GOAL OF THE EXERCISE:
In the rows below, replace "Mark one point on" with "Place a single point on" everywhere it occurs, and reproduce everything else unchanged.

INPUT DATA:
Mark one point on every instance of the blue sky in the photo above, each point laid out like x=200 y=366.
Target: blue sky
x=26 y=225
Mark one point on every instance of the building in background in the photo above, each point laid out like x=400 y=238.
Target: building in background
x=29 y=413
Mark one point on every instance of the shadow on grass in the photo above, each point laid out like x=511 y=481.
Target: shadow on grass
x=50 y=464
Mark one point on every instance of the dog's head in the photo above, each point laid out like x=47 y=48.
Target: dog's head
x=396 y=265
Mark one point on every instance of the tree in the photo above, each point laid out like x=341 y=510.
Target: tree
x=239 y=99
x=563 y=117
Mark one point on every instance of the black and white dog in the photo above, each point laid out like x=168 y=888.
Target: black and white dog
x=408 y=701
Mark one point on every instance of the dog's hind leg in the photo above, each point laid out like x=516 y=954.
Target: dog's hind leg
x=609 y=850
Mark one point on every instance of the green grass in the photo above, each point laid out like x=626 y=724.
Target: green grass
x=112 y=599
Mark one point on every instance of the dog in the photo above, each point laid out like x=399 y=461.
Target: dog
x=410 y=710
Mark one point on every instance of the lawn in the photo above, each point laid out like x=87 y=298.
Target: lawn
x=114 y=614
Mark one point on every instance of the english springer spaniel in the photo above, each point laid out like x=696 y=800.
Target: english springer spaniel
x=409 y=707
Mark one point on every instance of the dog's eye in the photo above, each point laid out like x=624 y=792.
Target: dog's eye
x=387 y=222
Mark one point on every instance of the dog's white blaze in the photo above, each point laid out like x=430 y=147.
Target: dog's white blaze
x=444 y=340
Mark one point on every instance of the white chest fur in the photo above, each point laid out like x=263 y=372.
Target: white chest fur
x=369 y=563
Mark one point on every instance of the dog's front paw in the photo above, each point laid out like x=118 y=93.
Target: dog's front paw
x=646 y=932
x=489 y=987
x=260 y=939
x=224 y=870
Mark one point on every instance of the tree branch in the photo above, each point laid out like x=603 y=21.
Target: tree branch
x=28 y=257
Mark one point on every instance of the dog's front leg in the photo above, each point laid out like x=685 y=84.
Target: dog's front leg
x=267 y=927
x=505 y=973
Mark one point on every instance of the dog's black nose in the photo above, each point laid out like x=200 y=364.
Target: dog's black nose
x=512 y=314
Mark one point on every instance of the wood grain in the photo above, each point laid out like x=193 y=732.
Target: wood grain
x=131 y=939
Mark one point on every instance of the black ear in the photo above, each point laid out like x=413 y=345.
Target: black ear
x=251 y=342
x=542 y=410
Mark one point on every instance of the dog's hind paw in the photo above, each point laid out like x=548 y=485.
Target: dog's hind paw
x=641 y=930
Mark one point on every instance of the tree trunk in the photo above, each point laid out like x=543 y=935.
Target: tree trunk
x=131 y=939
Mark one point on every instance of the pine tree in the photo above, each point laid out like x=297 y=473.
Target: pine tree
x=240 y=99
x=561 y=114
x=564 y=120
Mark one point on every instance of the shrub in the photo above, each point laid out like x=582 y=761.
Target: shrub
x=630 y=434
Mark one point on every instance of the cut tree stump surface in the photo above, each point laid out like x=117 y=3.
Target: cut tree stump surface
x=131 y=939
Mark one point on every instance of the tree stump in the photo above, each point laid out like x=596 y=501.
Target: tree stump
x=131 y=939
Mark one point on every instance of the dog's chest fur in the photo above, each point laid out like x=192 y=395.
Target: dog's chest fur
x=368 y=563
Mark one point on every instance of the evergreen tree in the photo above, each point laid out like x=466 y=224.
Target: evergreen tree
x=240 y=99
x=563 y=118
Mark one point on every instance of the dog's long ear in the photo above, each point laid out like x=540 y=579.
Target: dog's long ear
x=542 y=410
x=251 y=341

SOLVED EXERCISE:
Place a single point on every instance of the blue sky in the photo above, each point laid out like x=200 y=366.
Target: blue sky
x=26 y=225
Place a single point on every instance of the building in background in the photo above, each point laid out like x=400 y=238.
Target: building in background
x=29 y=413
Place a single point on every instance of the shadow on grass in the photo above, each point laid out like x=511 y=481.
Target: shadow on grass
x=50 y=464
Place a single point on every instance of the dog's head in the photo above, each point laid out like x=47 y=48.
Target: dog's head
x=396 y=265
Place a single point on every instance of the tree in the photo above, each point laid out like x=341 y=510.
Target: tree
x=239 y=99
x=563 y=117
Place a single point on every instance of the black and white dog in the photo above, each point laid out like x=168 y=888.
Target: black and white dog
x=408 y=701
Place a single point on every instance of the dog's hind leg in the photo above, each point laid out like x=516 y=954.
Target: dog's hind leg
x=609 y=850
Place a single point on every instance of the green grass in the photo above, each point laid out like x=626 y=724.
Target: green grass
x=112 y=599
Place a single point on every instance of the dog in the photo above, each point laid out like x=399 y=461.
Target: dog
x=410 y=710
Place a single point on every instance of the lawn in the photo above, each point laid out like x=87 y=298.
Target: lawn
x=114 y=614
Place a single point on every instance of the english springer spaniel in the photo above, each point laid out like x=696 y=800.
Target: english springer spaniel
x=409 y=707
Place a single point on every instance of the dog's eye in the photo above, each point laid out like x=624 y=792.
Target: dog's eye
x=387 y=222
Place a single point on every instance of the dog's white blaze in the photo above, each point laid out like x=430 y=147.
Target: dog's white blaze
x=444 y=340
Place a single point on every instance of the white chest fur in the photo above, each point laid out like x=263 y=372.
Target: white chest fur
x=369 y=563
Place a single point on every instance of the dog's front paw in the photo above, each point laid out like x=118 y=93.
Target: dog's front paw
x=646 y=932
x=489 y=987
x=260 y=939
x=224 y=870
Place a single point on every instance of the tree branch in the photo above, each point laid out like x=603 y=21.
Target: tree branch
x=28 y=257
Place a single point on every instance of the dog's front leg in the photo above, each point laid out like x=685 y=84.
Target: dog's front leg
x=267 y=927
x=505 y=973
Place a single point on every instance of the dog's black nose in the photo above, each point laid out like x=200 y=364.
Target: dog's black nose
x=512 y=314
Place a single point on every instance of the wood grain in the photo above, each point laid out like x=193 y=732.
Target: wood grain
x=131 y=939
Place a single point on every instance of the black ear in the photo above, each point laid out like x=413 y=345.
Target: black ear
x=251 y=342
x=542 y=410
Place a single point on every instance of the dog's hind paw in the photo above, each point laid out like x=548 y=485.
Target: dog's hind paw
x=641 y=930
Place a single point on every instance of the tree trunk in the photo above, each point laid out like x=543 y=935.
Target: tree trunk
x=131 y=939
Place a single point on every instance of the pine tree in the photo above, each point laid out like x=297 y=473.
Target: pine tree
x=240 y=99
x=561 y=114
x=564 y=120
Place a single point on every instance of the shrub in the photo above, each point laid out like x=582 y=761.
Target: shrub
x=630 y=434
Place a single point on every instance of the cut tree stump surface in the photo above, each point laid out like x=117 y=3.
Target: cut tree stump surface
x=131 y=939
Place a single point on every instance of the tree stump in the photo above, each point laid out like x=596 y=501.
Target: tree stump
x=131 y=939
Place a single point on every instance of the dog's chest fur in the photo above, each point laid out like x=192 y=395.
Target: dog's chest fur
x=368 y=563
Place a single point on every instance of the evergreen tree in the photo above, each point laid out like x=466 y=224.
Target: evergreen tree
x=240 y=99
x=563 y=118
Place a single point on every instance of the dog's long ear in the photo above, each point laid out like x=540 y=579.
Target: dog's long ear
x=542 y=410
x=251 y=341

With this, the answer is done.